* START RECORDED INFORMATION *
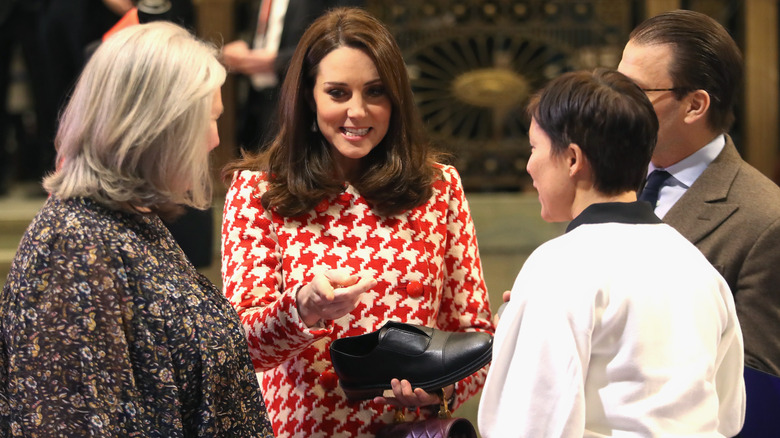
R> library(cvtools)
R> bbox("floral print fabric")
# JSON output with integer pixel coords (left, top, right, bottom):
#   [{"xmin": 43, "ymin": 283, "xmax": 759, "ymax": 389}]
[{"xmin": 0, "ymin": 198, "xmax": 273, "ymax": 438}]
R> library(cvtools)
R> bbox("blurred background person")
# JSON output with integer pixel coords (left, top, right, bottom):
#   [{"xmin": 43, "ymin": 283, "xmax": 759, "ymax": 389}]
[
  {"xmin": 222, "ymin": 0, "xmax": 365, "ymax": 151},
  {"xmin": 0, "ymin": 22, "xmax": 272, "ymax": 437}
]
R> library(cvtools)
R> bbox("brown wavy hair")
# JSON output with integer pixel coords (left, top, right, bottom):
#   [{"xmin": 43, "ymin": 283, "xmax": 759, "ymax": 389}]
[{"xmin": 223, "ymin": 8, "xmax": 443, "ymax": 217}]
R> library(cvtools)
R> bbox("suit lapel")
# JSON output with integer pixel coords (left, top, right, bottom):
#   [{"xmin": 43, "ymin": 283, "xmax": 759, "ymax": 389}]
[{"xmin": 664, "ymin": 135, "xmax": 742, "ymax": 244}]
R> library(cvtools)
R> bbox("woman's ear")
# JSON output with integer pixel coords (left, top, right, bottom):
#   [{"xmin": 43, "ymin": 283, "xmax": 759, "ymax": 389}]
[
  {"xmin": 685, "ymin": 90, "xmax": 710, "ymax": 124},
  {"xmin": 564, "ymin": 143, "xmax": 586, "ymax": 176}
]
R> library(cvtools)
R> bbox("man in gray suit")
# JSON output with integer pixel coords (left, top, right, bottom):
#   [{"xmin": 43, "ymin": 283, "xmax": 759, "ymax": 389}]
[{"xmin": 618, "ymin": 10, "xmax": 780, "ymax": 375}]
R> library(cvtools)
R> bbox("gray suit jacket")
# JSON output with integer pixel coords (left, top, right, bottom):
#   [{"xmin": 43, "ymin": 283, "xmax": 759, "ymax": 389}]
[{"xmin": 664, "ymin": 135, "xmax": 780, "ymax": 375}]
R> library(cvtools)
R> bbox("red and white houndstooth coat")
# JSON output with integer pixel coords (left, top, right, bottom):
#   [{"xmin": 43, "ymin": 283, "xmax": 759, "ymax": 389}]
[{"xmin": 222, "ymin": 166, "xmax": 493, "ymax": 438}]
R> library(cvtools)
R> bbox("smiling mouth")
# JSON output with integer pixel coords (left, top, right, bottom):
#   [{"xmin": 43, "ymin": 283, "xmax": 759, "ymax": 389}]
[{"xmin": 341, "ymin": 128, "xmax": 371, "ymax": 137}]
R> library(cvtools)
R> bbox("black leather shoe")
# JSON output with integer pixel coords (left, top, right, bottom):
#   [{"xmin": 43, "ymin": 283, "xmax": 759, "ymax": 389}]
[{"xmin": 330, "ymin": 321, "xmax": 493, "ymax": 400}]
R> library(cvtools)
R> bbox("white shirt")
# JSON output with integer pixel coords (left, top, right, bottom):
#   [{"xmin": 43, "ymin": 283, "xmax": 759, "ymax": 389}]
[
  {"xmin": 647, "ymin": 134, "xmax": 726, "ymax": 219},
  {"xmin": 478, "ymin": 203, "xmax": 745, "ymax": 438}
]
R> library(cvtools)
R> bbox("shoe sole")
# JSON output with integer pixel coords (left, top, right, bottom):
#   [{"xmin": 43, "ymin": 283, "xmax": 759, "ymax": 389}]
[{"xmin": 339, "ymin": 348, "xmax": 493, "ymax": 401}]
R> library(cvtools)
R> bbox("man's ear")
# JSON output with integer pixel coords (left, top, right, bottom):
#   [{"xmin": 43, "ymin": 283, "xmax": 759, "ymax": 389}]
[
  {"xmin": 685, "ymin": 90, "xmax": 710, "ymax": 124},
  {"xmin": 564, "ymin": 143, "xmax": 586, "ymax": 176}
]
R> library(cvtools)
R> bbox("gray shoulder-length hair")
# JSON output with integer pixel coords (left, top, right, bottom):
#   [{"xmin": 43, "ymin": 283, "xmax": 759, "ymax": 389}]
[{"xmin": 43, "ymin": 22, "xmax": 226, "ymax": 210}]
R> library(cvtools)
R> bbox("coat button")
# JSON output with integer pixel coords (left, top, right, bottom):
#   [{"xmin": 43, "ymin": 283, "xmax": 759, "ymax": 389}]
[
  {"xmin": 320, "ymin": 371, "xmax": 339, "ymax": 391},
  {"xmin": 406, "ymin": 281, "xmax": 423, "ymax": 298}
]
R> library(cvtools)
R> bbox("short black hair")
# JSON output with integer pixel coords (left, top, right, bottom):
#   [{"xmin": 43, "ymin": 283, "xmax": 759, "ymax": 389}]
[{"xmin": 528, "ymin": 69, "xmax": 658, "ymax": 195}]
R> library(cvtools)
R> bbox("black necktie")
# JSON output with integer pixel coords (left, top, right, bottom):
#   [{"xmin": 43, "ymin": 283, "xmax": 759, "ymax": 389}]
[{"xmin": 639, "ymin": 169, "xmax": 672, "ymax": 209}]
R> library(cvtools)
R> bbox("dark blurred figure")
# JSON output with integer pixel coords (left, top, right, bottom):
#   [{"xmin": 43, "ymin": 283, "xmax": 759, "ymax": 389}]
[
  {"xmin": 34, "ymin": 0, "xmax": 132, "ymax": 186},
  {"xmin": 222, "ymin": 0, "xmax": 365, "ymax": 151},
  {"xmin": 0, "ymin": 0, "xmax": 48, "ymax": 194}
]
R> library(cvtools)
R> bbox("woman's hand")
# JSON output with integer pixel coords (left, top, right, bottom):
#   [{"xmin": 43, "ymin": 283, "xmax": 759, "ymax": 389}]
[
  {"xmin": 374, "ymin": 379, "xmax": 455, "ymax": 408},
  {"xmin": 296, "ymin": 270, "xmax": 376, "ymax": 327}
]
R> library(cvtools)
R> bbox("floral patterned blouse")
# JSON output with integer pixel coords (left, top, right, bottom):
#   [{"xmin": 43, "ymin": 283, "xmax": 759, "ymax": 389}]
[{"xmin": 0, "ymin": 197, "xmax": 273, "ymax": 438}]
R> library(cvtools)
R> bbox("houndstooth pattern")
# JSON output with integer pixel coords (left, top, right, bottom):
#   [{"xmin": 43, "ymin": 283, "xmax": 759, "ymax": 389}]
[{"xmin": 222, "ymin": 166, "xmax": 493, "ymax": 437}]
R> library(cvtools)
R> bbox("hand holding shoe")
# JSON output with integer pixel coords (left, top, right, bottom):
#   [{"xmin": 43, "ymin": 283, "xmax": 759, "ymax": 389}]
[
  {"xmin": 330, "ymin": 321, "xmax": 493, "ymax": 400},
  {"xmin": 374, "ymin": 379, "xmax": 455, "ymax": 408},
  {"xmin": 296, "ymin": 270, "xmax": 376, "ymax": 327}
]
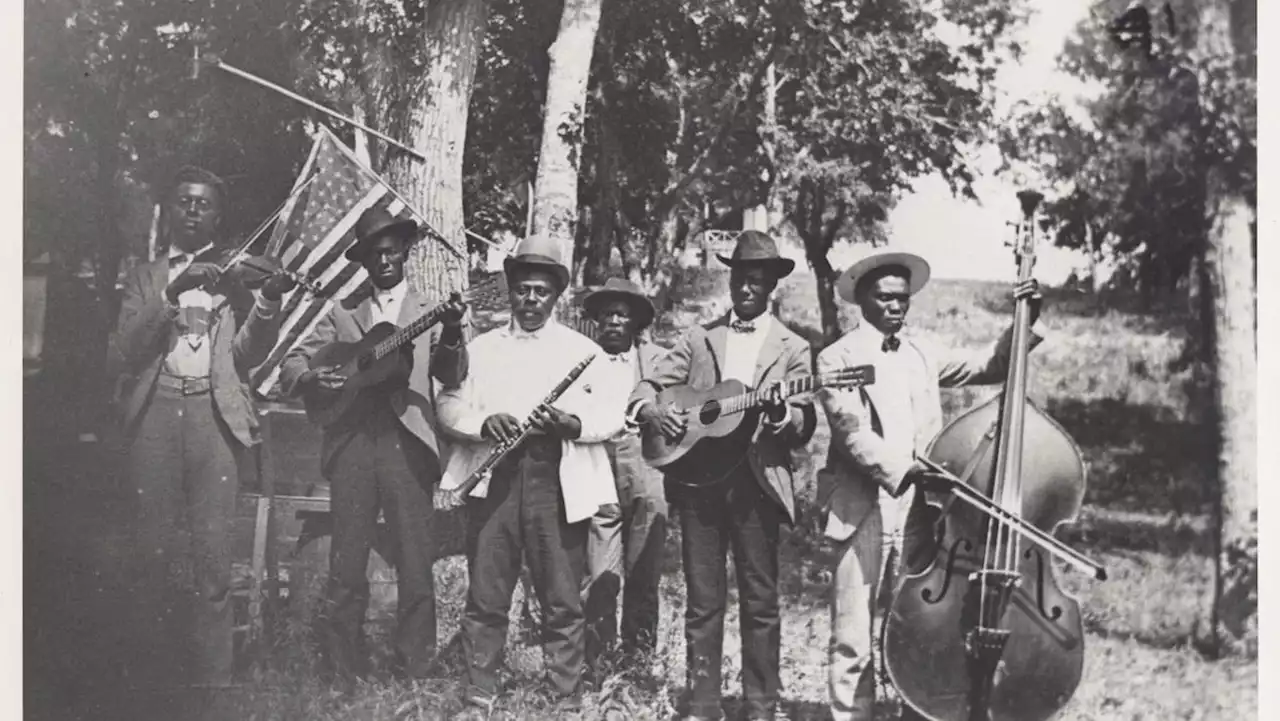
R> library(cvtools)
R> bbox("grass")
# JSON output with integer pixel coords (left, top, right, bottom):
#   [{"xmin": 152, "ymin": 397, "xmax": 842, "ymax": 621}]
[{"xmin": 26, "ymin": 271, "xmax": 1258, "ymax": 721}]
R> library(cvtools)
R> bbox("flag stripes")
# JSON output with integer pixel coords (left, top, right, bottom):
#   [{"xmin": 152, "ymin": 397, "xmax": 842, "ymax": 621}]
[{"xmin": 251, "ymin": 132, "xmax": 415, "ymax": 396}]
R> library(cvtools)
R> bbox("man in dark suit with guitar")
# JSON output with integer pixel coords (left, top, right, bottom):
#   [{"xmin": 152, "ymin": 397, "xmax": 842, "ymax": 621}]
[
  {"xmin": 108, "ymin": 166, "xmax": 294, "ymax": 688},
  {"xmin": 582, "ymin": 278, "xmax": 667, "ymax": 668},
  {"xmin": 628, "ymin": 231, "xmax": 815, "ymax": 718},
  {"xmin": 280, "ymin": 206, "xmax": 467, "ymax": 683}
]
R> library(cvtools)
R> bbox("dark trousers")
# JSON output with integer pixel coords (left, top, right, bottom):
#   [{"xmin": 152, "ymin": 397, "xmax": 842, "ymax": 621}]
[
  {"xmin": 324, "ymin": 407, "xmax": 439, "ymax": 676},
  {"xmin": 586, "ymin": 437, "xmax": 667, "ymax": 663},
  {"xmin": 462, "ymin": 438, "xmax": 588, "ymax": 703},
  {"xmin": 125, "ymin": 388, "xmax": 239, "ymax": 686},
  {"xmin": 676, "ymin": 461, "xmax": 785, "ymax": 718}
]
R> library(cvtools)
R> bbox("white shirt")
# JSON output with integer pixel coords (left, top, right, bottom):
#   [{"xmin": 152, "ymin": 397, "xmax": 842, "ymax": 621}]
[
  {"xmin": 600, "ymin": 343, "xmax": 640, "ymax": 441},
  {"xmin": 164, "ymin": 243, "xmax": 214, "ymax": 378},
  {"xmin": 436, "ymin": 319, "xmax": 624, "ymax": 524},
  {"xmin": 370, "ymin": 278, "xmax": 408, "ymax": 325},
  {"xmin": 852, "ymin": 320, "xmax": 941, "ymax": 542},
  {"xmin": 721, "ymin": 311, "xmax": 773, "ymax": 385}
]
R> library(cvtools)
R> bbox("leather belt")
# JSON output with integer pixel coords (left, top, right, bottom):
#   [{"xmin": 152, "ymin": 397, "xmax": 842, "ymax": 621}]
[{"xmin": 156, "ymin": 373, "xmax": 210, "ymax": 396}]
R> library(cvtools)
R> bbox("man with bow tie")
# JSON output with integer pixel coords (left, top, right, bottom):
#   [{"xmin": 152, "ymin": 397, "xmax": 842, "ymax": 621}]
* END RECORDED INFORMATION *
Please pull out every line of the data above that contains the word "black" and copy each one.

R> bbox("black leather shoe")
R> bbox("short black hair")
R> bbox("black necktie")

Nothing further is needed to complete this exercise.